◆ Given records:

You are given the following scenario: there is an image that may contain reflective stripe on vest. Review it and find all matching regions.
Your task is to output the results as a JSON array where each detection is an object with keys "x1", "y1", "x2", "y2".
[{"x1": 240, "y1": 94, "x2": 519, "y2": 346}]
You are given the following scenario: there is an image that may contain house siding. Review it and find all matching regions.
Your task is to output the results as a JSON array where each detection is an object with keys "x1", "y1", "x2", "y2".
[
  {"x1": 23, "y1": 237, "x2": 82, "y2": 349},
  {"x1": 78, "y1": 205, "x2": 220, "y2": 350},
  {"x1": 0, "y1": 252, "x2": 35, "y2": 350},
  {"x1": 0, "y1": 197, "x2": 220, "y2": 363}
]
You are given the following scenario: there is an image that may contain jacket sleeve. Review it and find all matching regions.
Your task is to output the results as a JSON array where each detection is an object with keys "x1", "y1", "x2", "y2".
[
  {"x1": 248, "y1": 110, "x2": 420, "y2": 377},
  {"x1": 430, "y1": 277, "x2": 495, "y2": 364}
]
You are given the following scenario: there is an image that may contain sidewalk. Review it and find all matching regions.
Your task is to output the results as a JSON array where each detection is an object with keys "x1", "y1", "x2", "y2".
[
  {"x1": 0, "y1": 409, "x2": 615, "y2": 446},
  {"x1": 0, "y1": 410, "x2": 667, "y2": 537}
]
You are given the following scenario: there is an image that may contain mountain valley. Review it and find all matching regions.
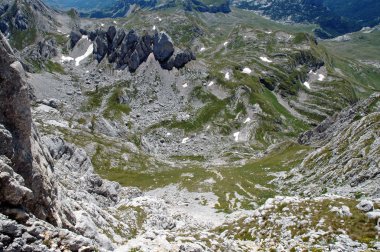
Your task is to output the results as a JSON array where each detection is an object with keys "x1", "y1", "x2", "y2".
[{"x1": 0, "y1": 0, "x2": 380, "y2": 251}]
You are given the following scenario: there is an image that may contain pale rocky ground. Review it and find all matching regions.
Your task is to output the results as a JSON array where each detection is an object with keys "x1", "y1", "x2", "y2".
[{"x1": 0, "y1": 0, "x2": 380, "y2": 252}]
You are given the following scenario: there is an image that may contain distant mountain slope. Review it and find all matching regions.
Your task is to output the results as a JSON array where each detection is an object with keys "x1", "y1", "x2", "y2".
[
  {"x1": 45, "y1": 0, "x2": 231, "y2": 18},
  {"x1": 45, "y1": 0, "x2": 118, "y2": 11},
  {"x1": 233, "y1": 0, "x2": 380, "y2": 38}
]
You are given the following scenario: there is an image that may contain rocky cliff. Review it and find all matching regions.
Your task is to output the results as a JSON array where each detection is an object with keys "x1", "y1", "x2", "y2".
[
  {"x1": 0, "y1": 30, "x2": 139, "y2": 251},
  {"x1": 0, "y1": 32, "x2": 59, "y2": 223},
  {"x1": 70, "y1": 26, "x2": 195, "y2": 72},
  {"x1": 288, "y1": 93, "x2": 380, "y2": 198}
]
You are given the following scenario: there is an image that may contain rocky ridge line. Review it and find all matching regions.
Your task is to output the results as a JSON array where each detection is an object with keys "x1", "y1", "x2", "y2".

◆ Stated exercise: Rewrite all of the entries above, changing "Review it" to "Examine it" everywhere it occurs and keeping everything else the same. Leave the picture out.

◆ Response:
You are given the following scenario: there is an image that may contain reflective stripe on vest. Examine it and find all matching regions.
Your task is to output the results as a JSON array where each detection is an object with keys "x1", "y1", "x2", "y2".
[{"x1": 240, "y1": 94, "x2": 519, "y2": 346}]
You are given the following scenario: there is an image that may contain house siding. Examine it and find all matching regions.
Your task is to output the results as a JSON array where each detection is an object with keys "x1", "y1", "x2", "y2".
[
  {"x1": 23, "y1": 237, "x2": 82, "y2": 349},
  {"x1": 78, "y1": 205, "x2": 220, "y2": 350},
  {"x1": 0, "y1": 252, "x2": 35, "y2": 350},
  {"x1": 0, "y1": 197, "x2": 220, "y2": 363}
]
You are given the following scenario: there is an image that may contain jacket sleeve. Examine it and find all matching regions.
Your task is to output the results as a JSON array where each detection is an object with keys "x1", "y1", "x2", "y2".
[
  {"x1": 248, "y1": 110, "x2": 420, "y2": 377},
  {"x1": 430, "y1": 277, "x2": 495, "y2": 364}
]
You are given the following scenario: there is an image that may contain sidewalk. Examine it and find all matching regions.
Your task is to output the results as a JSON array where each detection is an object with keys "x1", "y1", "x2", "y2".
[
  {"x1": 0, "y1": 409, "x2": 615, "y2": 446},
  {"x1": 0, "y1": 410, "x2": 667, "y2": 537}
]
You are given the following scenario: there is an image that may contain mountain valley. Examine it and find all matching regions.
Your task is to output the results as a JSON array where each detection is an object with keys "x1", "y1", "x2", "y2".
[{"x1": 0, "y1": 0, "x2": 380, "y2": 251}]
You are given the following scenario: there is an image that may contain pale rocky ground. Examine it and find all matching regions.
Your task is to output the results as a JSON array where each detection is an object with keys "x1", "y1", "x2", "y2".
[{"x1": 0, "y1": 0, "x2": 380, "y2": 252}]
You are given the following scenario: there is an image that may contain distant mountain slope. Examine it and find all matching regions.
Your task is to output the results as a JSON array where each detection is an object with keys "x1", "y1", "x2", "y2".
[
  {"x1": 45, "y1": 0, "x2": 231, "y2": 18},
  {"x1": 45, "y1": 0, "x2": 118, "y2": 11},
  {"x1": 233, "y1": 0, "x2": 380, "y2": 38}
]
You are given the following scenario: there is an image that may contain rocky cliff. Examine it and find all matching regions.
Your task is to output the results as a JSON array where each detection is an object with keys "x1", "y1", "x2", "y2".
[
  {"x1": 0, "y1": 30, "x2": 139, "y2": 251},
  {"x1": 0, "y1": 32, "x2": 59, "y2": 223},
  {"x1": 70, "y1": 26, "x2": 195, "y2": 72},
  {"x1": 288, "y1": 93, "x2": 380, "y2": 198}
]
You are given the following scenario: there is an image that may contain rocky ridge line. Examine it and find all matching regions.
Your task is to output the results as a JSON array where each detection is an object with keys "x1", "y1", "x2", "y2".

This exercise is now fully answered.